* _Work order_
Take the data and return it in full. Change nothing.

* _Material to process_
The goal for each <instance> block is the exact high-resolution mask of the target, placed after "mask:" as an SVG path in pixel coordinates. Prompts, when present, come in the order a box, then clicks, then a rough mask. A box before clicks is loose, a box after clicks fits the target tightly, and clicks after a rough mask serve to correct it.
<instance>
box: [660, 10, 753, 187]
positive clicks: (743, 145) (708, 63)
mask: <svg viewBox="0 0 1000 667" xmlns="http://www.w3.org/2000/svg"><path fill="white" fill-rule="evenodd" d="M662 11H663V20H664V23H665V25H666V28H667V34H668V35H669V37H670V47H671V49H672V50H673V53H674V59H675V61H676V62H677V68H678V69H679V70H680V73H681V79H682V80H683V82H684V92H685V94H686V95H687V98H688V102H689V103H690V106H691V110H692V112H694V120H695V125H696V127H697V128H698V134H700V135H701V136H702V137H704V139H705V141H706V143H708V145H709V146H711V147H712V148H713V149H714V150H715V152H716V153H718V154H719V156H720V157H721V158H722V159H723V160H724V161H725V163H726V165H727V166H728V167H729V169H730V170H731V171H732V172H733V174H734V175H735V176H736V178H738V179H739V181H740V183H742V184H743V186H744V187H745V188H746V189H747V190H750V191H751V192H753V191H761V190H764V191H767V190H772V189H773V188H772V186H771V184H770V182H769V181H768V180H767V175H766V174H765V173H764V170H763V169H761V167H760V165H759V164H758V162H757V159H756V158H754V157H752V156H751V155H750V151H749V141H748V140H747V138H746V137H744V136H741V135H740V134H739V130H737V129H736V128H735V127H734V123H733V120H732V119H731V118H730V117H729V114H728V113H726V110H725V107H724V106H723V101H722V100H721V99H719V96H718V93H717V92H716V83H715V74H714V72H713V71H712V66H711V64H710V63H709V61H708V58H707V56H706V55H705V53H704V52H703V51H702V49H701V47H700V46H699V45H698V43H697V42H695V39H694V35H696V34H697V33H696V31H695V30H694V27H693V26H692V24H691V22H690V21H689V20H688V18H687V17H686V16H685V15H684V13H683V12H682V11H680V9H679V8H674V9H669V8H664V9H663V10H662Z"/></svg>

* _Solution to this exercise_
The goal for each <instance> block is the exact high-resolution mask of the target, placed after "mask:" as an SVG path in pixel coordinates. Prompts, when present, come in the order a box, then clicks, then a rough mask. A box before clicks is loose, a box after clicks fits the target tightly, and clicks after a rough mask serve to correct it.
<instance>
box: [660, 10, 753, 187]
positive clicks: (743, 145) (708, 63)
mask: <svg viewBox="0 0 1000 667" xmlns="http://www.w3.org/2000/svg"><path fill="white" fill-rule="evenodd" d="M662 11H663V20H664V23H665V25H666V28H667V34H668V35H669V37H670V47H671V49H672V50H673V53H674V59H675V61H676V62H677V68H678V69H679V70H680V73H681V79H682V80H683V82H684V92H685V94H686V95H687V98H688V102H689V103H690V106H691V110H692V112H694V120H695V125H696V127H697V128H698V134H700V135H701V136H702V137H704V139H705V141H706V143H708V145H709V146H711V147H712V148H713V149H714V150H715V152H716V153H718V154H719V156H720V157H721V158H722V159H723V160H724V161H725V163H726V165H727V166H728V167H729V169H730V170H731V171H732V172H733V174H734V175H735V176H736V178H738V179H739V181H740V183H742V184H743V186H744V187H745V188H746V189H747V190H750V191H751V192H753V191H761V190H764V191H767V190H772V189H773V188H772V186H771V184H770V182H769V181H768V180H767V175H766V174H765V173H764V170H763V169H761V167H760V165H759V164H758V162H757V159H756V158H754V157H752V156H751V155H750V151H749V141H748V140H747V138H746V137H744V136H741V135H740V134H739V130H737V129H736V128H735V127H734V123H733V120H732V119H731V118H730V117H729V114H728V113H726V110H725V107H724V106H723V101H722V100H721V99H719V96H718V93H717V92H716V83H715V74H714V72H713V71H712V66H711V64H710V63H709V61H708V58H707V56H706V55H705V53H704V52H703V51H702V49H701V47H700V46H699V45H698V43H697V42H695V39H694V35H696V34H697V33H696V31H695V30H694V27H693V26H692V24H691V22H690V21H689V20H688V18H687V17H686V16H685V15H684V13H683V12H682V11H680V9H679V8H674V9H669V8H664V9H663V10H662Z"/></svg>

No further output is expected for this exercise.